(Rows from a dataset)
┄┄┄┄┄┄┄┄┄┄┄┄┄┄┄┄┄┄┄┄
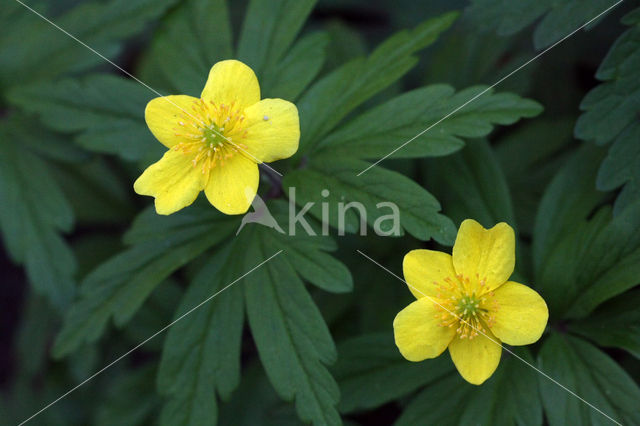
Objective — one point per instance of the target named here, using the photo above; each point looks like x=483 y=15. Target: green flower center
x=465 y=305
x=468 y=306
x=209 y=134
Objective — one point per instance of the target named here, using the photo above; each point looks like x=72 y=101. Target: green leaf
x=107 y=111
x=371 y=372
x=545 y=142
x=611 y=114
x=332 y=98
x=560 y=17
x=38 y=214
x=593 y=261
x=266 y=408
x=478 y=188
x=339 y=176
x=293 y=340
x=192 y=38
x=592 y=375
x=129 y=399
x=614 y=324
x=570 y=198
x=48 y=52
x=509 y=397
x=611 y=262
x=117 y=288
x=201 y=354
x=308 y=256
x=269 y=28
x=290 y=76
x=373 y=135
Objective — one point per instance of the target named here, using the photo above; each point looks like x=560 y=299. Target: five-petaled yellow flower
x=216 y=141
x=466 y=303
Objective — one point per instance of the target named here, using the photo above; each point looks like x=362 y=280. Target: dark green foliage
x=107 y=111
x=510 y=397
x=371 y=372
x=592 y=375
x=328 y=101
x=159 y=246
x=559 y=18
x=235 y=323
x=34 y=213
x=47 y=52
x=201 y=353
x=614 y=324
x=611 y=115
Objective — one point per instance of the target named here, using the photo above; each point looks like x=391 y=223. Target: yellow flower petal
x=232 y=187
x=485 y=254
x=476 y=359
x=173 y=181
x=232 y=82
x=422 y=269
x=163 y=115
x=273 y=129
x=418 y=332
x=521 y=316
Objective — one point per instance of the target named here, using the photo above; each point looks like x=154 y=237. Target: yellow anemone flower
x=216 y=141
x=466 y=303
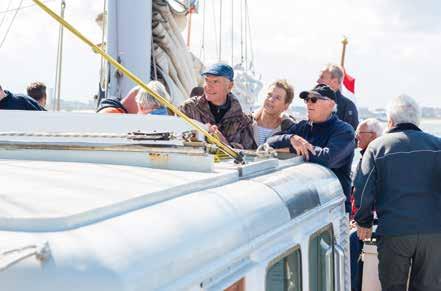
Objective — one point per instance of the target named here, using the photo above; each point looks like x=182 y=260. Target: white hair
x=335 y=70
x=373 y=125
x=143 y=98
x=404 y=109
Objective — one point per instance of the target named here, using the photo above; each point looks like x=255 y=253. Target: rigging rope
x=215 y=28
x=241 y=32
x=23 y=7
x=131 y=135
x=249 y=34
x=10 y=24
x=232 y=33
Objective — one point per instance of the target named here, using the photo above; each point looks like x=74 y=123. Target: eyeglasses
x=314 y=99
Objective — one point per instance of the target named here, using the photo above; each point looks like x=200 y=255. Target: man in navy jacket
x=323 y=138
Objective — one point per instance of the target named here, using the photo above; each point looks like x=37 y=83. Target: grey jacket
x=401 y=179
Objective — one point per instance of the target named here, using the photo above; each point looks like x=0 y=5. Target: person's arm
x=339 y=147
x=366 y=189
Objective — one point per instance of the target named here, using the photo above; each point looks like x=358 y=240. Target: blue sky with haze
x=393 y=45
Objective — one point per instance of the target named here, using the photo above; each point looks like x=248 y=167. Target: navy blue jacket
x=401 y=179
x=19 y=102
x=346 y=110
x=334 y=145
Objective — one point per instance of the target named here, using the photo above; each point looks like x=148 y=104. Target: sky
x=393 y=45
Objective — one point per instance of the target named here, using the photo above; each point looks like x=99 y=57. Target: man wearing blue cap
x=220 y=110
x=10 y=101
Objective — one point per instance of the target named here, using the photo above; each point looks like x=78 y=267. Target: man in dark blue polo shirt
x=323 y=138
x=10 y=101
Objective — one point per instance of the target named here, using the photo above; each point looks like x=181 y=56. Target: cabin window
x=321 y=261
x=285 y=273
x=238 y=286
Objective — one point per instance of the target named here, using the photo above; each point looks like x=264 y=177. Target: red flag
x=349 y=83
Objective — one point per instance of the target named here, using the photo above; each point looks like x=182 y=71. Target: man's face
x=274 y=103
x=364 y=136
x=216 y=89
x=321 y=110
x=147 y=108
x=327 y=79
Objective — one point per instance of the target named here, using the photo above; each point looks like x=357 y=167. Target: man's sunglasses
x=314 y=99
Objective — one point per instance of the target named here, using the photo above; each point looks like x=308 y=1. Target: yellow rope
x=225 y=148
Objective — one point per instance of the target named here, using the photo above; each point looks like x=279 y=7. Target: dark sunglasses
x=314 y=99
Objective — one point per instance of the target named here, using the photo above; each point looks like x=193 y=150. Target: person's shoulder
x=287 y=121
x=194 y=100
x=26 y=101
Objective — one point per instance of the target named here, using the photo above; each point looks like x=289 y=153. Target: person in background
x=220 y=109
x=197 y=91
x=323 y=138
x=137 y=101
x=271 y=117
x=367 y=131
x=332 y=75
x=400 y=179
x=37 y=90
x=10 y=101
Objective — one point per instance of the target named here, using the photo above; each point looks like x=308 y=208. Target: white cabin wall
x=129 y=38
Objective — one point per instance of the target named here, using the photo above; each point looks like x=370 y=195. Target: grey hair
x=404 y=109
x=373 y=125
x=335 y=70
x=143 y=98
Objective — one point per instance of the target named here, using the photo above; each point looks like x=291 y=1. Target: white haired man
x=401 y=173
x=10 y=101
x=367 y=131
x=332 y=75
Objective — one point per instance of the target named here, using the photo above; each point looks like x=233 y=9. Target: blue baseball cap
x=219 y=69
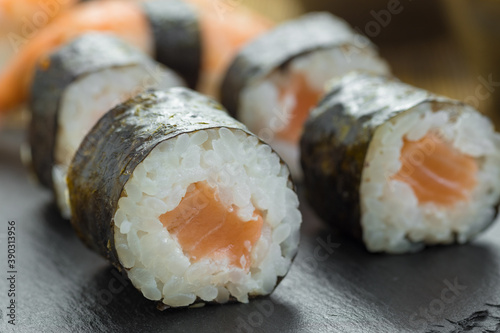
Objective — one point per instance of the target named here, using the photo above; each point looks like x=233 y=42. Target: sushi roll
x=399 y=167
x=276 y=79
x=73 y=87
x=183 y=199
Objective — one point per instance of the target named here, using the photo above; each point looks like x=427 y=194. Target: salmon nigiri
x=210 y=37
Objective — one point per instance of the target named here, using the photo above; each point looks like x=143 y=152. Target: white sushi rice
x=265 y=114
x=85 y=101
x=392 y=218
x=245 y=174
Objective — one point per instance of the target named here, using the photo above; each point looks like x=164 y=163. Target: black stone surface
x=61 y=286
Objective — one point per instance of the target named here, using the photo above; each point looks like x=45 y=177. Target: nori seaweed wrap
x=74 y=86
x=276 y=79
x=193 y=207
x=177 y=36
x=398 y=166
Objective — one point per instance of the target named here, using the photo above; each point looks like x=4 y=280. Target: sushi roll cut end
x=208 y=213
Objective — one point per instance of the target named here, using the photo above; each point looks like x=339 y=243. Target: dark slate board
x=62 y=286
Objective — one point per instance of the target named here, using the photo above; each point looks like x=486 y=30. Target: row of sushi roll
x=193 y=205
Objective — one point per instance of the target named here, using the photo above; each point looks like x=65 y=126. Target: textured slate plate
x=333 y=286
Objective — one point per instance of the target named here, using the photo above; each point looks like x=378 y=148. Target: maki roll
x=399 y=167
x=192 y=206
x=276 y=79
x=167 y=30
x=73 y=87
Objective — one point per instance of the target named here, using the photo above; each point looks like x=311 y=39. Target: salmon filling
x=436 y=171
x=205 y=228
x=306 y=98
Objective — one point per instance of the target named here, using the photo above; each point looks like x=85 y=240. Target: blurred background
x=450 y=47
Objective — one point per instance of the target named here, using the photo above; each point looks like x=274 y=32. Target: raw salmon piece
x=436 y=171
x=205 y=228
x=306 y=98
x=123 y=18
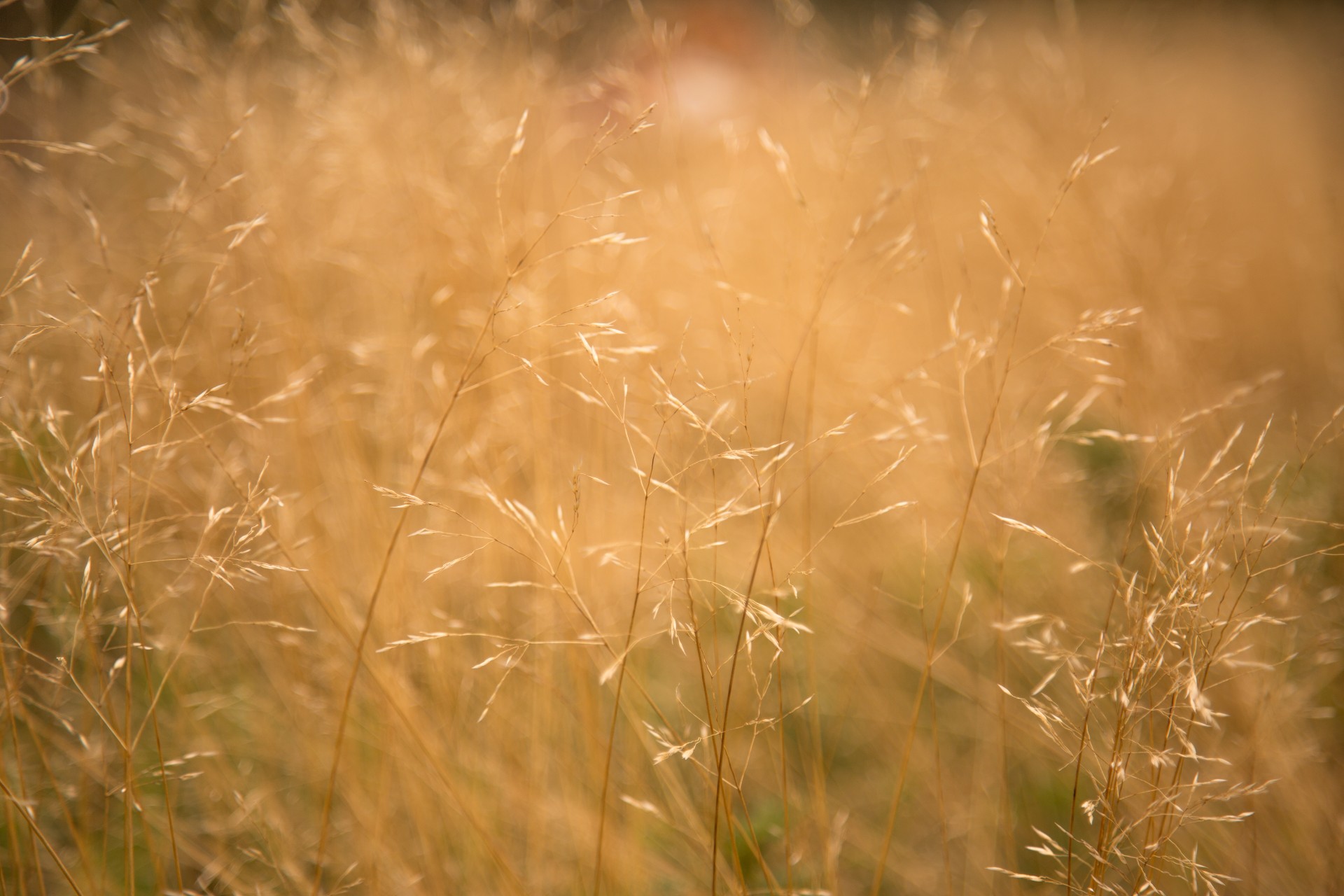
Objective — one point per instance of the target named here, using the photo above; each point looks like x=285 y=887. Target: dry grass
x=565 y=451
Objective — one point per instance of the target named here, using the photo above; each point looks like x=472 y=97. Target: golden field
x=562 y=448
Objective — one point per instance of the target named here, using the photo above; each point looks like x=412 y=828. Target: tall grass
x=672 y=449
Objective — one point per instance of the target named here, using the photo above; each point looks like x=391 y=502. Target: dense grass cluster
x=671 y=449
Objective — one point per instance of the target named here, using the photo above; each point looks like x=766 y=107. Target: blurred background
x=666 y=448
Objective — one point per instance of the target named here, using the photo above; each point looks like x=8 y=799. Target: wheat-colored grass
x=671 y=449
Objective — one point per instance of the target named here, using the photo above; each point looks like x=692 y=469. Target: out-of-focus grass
┄┄┄┄┄┄┄┄┄┄┄┄┄┄┄┄┄┄┄┄
### What needs to be done
Arrange the rows above as a numbered list with any blank lines left out. Leave the pictures out of your answer.

### Task solution
1. Objective — one point per instance of the target named here, using the photo above; each point looks like x=483 y=15. Target: green flower center
2. x=465 y=305
3. x=468 y=306
4. x=209 y=134
5. Objective — one point per instance of the target named here, using the photo above; each point looks like x=72 y=101. Target: green leaf
6. x=107 y=111
7. x=371 y=372
8. x=545 y=142
9. x=611 y=114
10. x=332 y=98
11. x=560 y=17
12. x=38 y=214
13. x=593 y=261
14. x=266 y=408
15. x=478 y=188
16. x=339 y=176
17. x=293 y=340
18. x=192 y=38
19. x=592 y=375
20. x=129 y=399
21. x=614 y=324
22. x=570 y=198
23. x=48 y=52
24. x=509 y=397
25. x=611 y=262
26. x=117 y=288
27. x=201 y=354
28. x=308 y=256
29. x=269 y=28
30. x=290 y=76
31. x=373 y=135
32. Objective — one point per instance of the target named here, using the photo above; each point looks like x=560 y=299. Target: five-petaled yellow flower
33. x=216 y=141
34. x=466 y=303
35. Objective — one point per instance of the target named here, using the photo above; each point looks like x=362 y=280. Target: dark green foliage
36. x=107 y=111
37. x=510 y=397
38. x=371 y=372
39. x=592 y=375
40. x=328 y=101
41. x=159 y=246
42. x=559 y=18
43. x=235 y=323
44. x=34 y=213
45. x=47 y=52
46. x=201 y=353
47. x=614 y=324
48. x=611 y=115
49. Objective — one point per instance of the target named here, using the photo above; each point looks like x=391 y=223. Target: yellow flower petal
50. x=232 y=187
51. x=485 y=254
52. x=476 y=359
53. x=173 y=181
54. x=232 y=82
55. x=422 y=269
56. x=163 y=115
57. x=273 y=129
58. x=418 y=332
59. x=521 y=316
60. Objective — one point per instance of the target named here, using the photo above; each point looks like x=154 y=237. Target: yellow anemone flower
61. x=216 y=141
62. x=466 y=303
63. Objective — one point per instance of the target named here, using the photo above; each point looks like x=182 y=260. Target: white hair
64. x=335 y=70
65. x=373 y=125
66. x=143 y=98
67. x=404 y=109
68. Objective — one point per instance of the target named here, using the photo above; each point looks like x=255 y=253. Target: rigging rope
69. x=215 y=28
70. x=241 y=32
71. x=23 y=7
72. x=131 y=135
73. x=249 y=34
74. x=10 y=24
75. x=232 y=33
76. Objective — one point per instance of the target named here, using the photo above; each point looks like x=74 y=123. Target: eyeglasses
77. x=314 y=99
78. Objective — one point per instance of the target named here, using the photo above; each point looks like x=200 y=255. Target: man in navy jacket
79. x=323 y=138
80. Objective — one point per instance of the target named here, using the photo above; each point looks like x=37 y=83. Target: grey jacket
81. x=401 y=179
82. Objective — one point per instance of the target named here, using the photo above; each point looks like x=0 y=5. Target: person's arm
83. x=339 y=147
84. x=366 y=189
85. Objective — one point per instance of the target named here, using the photo above; each point looks like x=358 y=240. Target: blue sky with haze
86. x=393 y=45
87. Objective — one point per instance of the target named here, using the photo above; each point looks like x=248 y=167. Target: navy blue jacket
88. x=401 y=179
89. x=19 y=102
90. x=346 y=110
91. x=334 y=145
92. Objective — one point per instance of the target named here, using the photo above; each point looks like x=148 y=104. Target: sky
93. x=393 y=45
94. Objective — one point per instance of the target named here, using the photo above; each point looks like x=99 y=57. Target: man wearing blue cap
95. x=220 y=110
96. x=10 y=101
97. Objective — one point per instance of the target named here, using the photo above; each point looks like x=78 y=267. Target: man in dark blue polo shirt
98. x=323 y=138
99. x=10 y=101
100. Objective — one point per instance of the target named here, using the photo above; each point looks like x=181 y=56. Target: cabin window
101. x=321 y=261
102. x=285 y=273
103. x=238 y=286
104. Objective — one point per instance of the target named here, using the photo above; each point looks like x=264 y=177. Target: red flag
105. x=349 y=83
106. Objective — one point per instance of the target named here, using the photo above; each point looks like x=182 y=71. Target: man's face
107. x=274 y=103
108. x=364 y=136
109. x=216 y=89
110. x=321 y=110
111. x=147 y=108
112. x=327 y=79
113. Objective — one point per instance of the target named here, using the photo above; each point looks like x=357 y=167. Target: man's sunglasses
114. x=314 y=99
115. Objective — one point per instance of the target named here, using the photo above; each point looks like x=308 y=1. Target: yellow rope
116. x=225 y=148
117. Objective — one point per instance of the target named here, using the photo above; each point looks like x=279 y=7. Target: dark sunglasses
118. x=314 y=99
119. Objective — one point per instance of the target named here, using the photo above; each point looks like x=193 y=150. Target: person's shoulder
120. x=287 y=121
121. x=194 y=100
122. x=26 y=101
123. Objective — one point per instance of the target named here, using the photo above; each point looks like x=289 y=153. Target: person in background
124. x=220 y=109
125. x=197 y=91
126. x=323 y=138
127. x=137 y=101
128. x=271 y=117
129. x=367 y=131
130. x=332 y=75
131. x=400 y=179
132. x=37 y=90
133. x=10 y=101
134. Objective — one point per instance of the target named here, using the photo above; each point looks like x=308 y=208. Target: white cabin wall
135. x=129 y=38
136. Objective — one point per instance of the target named here, using the photo above; each point looks like x=370 y=195. Target: grey hair
137. x=404 y=109
138. x=373 y=125
139. x=335 y=70
140. x=143 y=98
141. Objective — one point per instance of the target named here, using the photo above; each point looks like x=291 y=1. Target: white haired man
142. x=401 y=173
143. x=10 y=101
144. x=367 y=131
145. x=332 y=75
146. Objective — one point per instance of the target named here, using the photo above; each point looks like x=233 y=9. Target: blue baseball cap
147. x=219 y=69
148. Objective — one point per instance of the target named here, using the photo above; each point looks like x=233 y=42. Target: sushi roll
149. x=399 y=167
150. x=276 y=79
151. x=73 y=87
152. x=183 y=199
153. Objective — one point per instance of the target named here, using the photo above; each point looks like x=427 y=194. Target: salmon nigiri
154. x=210 y=37
155. Objective — one point per instance of the target named here, using the photo above; each point looks like x=143 y=152. Target: white sushi rice
156. x=265 y=114
157. x=85 y=101
158. x=392 y=218
159. x=245 y=174
160. Objective — one point per instance of the target named here, using the photo above; each point looks like x=164 y=163. Target: black stone surface
161. x=61 y=286
162. Objective — one point per instance of the target named here, using the photo above; each point looks like x=45 y=177. Target: nori seaweed wrap
163. x=74 y=86
164. x=276 y=79
165. x=193 y=207
166. x=177 y=36
167. x=398 y=166
168. Objective — one point per instance of the target named here, using the photo above; each point looks like x=4 y=280. Target: sushi roll cut end
169. x=208 y=213
170. Objective — one point per instance of the target named here, using the photo above; each point looks like x=339 y=243. Target: dark slate board
171. x=62 y=286
172. Objective — one point per instance of the target named here, using the photo above; each point looks like x=486 y=30. Target: row of sushi roll
173. x=193 y=205
174. Objective — one point per instance of the target named here, using the photo above; each point looks like x=65 y=126. Target: textured slate plate
175. x=333 y=286
176. Objective — one point per instance of the target named here, using the photo above; each point looks like x=378 y=148. Target: maki roll
177. x=399 y=167
178. x=192 y=206
179. x=276 y=79
180. x=167 y=30
181. x=73 y=87
182. Objective — one point per instance of the target named here, using the photo above; each point looks like x=311 y=39. Target: salmon filling
183. x=436 y=171
184. x=205 y=228
185. x=306 y=98
186. Objective — one point per instance of the target named here, using the photo above; each point looks like x=85 y=240. Target: blurred background
187. x=450 y=47
188. Objective — one point per instance of the target named here, using the photo above; each point looks like x=274 y=32. Target: raw salmon piece
189. x=436 y=171
190. x=205 y=228
191. x=306 y=98
192. x=123 y=18
193. Objective — one point per instance of the target named here, using the photo above; each point looks like x=285 y=887. Target: dry grass
194. x=565 y=451
195. Objective — one point per instance of the target named here, using the photo above; each point looks like x=472 y=97. Target: golden field
196. x=562 y=448
197. Objective — one point per instance of the target named here, using the photo above; each point looks like x=412 y=828. Target: tall grass
198. x=672 y=449
199. Objective — one point per instance of the target named here, using the photo above; each point looks like x=391 y=502. Target: dense grass cluster
200. x=671 y=449
201. Objective — one point per instance of the target named here, using the photo above; each point looks like x=766 y=107. Target: blurred background
202. x=666 y=448
203. Objective — one point per instance of the target named here, using the photo above; each point looks like x=8 y=799. Target: wheat-colored grass
204. x=671 y=449
205. Objective — one point per instance of the target named here, using the photo above; each point looks like x=692 y=469. Target: out-of-focus grass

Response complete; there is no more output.